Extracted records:
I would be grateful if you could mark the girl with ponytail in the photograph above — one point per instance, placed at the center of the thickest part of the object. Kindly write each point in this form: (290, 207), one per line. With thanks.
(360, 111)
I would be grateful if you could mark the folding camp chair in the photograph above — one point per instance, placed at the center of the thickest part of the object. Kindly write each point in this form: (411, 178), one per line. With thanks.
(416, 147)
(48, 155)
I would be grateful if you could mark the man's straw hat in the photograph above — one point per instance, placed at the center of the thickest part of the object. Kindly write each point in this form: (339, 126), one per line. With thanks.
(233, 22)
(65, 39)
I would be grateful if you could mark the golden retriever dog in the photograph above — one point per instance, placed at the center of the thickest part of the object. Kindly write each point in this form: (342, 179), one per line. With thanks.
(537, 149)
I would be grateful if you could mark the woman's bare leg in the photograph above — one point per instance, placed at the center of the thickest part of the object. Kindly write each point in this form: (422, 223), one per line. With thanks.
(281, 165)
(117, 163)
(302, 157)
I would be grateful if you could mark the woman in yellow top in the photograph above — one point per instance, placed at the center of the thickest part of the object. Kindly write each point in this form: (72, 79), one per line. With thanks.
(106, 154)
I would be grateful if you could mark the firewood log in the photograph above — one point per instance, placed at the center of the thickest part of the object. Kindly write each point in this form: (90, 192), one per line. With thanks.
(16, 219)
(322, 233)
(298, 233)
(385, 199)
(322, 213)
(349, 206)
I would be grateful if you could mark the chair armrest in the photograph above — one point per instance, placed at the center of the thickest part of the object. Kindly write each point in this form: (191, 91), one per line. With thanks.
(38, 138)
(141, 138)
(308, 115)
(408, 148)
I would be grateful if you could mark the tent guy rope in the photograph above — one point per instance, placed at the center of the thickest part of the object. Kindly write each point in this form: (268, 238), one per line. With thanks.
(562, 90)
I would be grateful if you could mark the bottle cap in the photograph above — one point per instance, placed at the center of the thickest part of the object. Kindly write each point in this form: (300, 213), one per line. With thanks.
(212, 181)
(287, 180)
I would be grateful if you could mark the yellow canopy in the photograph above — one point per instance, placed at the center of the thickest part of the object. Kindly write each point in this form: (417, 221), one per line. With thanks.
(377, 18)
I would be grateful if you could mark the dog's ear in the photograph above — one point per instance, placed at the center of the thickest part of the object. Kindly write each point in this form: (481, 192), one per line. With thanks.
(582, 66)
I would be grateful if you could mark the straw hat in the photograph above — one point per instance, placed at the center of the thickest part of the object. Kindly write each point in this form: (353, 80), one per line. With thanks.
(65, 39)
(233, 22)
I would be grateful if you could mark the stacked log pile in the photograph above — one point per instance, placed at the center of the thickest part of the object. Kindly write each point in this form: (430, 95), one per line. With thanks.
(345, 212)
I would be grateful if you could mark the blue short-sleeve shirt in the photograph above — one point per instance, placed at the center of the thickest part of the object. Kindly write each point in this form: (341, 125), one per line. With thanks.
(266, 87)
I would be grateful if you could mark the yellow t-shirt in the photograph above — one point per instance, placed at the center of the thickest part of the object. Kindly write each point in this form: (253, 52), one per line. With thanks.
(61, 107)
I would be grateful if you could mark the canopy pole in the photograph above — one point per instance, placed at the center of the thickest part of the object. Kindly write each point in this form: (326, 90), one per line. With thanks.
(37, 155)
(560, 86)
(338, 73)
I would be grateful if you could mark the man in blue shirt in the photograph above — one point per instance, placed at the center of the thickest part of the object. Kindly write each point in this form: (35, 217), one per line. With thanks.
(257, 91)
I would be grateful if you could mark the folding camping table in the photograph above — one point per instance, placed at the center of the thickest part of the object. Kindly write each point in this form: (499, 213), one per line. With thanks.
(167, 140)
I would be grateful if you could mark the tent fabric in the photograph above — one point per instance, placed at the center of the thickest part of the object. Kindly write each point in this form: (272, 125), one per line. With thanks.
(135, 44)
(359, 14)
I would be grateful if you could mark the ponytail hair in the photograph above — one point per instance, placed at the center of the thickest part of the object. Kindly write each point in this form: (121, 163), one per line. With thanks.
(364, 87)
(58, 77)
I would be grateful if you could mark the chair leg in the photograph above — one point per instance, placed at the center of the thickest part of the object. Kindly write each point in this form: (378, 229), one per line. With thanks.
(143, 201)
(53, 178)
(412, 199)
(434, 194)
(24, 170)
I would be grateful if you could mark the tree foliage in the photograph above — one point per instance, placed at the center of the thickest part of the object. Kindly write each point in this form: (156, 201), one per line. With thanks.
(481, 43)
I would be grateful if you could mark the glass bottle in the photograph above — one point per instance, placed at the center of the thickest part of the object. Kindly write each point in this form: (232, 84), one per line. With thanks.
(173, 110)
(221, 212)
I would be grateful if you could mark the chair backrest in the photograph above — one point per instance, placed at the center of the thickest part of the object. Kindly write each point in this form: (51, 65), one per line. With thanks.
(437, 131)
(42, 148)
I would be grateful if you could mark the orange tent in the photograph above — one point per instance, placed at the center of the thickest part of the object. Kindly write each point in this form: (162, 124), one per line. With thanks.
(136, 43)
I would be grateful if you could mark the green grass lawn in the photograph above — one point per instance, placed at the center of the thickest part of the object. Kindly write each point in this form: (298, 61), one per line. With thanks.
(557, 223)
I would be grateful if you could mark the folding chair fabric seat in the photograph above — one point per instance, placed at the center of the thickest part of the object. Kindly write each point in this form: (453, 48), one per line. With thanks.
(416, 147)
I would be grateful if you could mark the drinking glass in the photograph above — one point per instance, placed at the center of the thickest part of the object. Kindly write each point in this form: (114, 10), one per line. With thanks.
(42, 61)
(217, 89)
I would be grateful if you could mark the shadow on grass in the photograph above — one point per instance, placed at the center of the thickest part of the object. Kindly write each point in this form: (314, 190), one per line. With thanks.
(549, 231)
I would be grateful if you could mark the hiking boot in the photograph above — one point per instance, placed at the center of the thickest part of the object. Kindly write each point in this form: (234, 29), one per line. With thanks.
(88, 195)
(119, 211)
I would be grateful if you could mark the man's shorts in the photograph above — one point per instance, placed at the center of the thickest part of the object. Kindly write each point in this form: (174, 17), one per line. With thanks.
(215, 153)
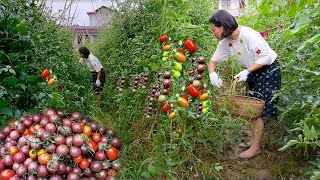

§ **Directions for this task**
Which lines of the listing above contain the string "orange", with case counting? Copy each such line in full.

§ **Written answer**
I would be grateful if you could mark the orange tent in the photograph above — one point per instance, placed at the center of the thickest part of the object. Kindly write each point in this form: (162, 124), one per line. With thanks.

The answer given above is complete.